◆ RECORDED DATA:
********
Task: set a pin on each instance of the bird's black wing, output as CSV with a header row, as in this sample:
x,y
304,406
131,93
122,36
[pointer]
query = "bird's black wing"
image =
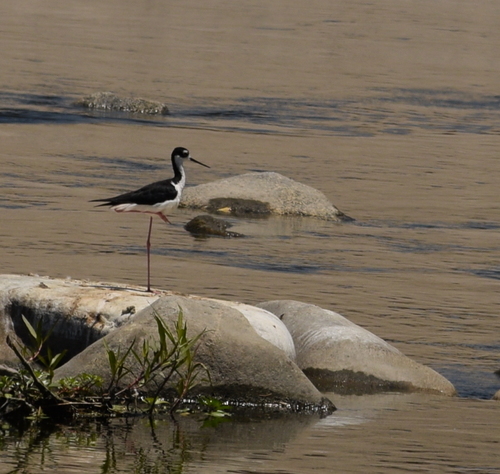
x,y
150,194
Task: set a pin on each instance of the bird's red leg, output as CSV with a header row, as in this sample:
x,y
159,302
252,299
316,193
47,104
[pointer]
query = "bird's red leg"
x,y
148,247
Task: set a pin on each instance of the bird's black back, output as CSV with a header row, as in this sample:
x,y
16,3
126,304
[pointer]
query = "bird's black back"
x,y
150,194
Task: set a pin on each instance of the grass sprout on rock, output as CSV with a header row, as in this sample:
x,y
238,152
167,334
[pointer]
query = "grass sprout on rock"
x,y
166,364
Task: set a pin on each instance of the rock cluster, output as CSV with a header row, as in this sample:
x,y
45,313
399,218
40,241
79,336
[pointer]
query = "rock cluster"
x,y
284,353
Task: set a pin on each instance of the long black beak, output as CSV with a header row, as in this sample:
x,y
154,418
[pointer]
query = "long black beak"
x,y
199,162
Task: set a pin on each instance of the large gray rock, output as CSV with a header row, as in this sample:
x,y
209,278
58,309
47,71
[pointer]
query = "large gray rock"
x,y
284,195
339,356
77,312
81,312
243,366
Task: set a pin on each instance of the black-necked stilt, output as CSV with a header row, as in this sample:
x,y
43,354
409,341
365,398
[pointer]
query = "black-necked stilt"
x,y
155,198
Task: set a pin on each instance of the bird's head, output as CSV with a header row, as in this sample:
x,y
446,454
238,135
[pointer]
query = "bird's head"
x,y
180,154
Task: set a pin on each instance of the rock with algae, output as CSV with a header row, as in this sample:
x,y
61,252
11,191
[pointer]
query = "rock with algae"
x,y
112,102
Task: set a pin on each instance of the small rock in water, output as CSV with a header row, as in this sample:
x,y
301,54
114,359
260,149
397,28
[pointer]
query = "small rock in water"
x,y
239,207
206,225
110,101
********
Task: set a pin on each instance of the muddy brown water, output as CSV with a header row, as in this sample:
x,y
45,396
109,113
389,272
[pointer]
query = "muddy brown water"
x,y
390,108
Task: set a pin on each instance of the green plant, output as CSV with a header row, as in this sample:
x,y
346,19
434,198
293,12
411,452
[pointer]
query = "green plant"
********
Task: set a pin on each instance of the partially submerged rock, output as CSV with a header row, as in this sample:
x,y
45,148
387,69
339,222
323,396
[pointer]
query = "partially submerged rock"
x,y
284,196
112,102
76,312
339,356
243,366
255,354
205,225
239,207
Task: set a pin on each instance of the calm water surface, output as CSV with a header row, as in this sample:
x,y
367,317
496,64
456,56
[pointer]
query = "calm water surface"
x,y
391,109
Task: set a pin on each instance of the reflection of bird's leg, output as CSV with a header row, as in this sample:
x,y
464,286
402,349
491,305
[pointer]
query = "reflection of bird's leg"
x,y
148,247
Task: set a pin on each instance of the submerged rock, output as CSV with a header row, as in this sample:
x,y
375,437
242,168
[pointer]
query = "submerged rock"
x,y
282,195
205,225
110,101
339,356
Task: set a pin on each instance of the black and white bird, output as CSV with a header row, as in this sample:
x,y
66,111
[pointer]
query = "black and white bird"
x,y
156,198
********
◆ SET PROBLEM:
Extract every line above that contains the word "reflection", treating case as significant.

◆ RESULT FOR THIS TASK:
Task: set a pin on each instance of the reflection of bird's leg, output as CSV with a header row, as in this sample:
query = "reflection of bird's leg"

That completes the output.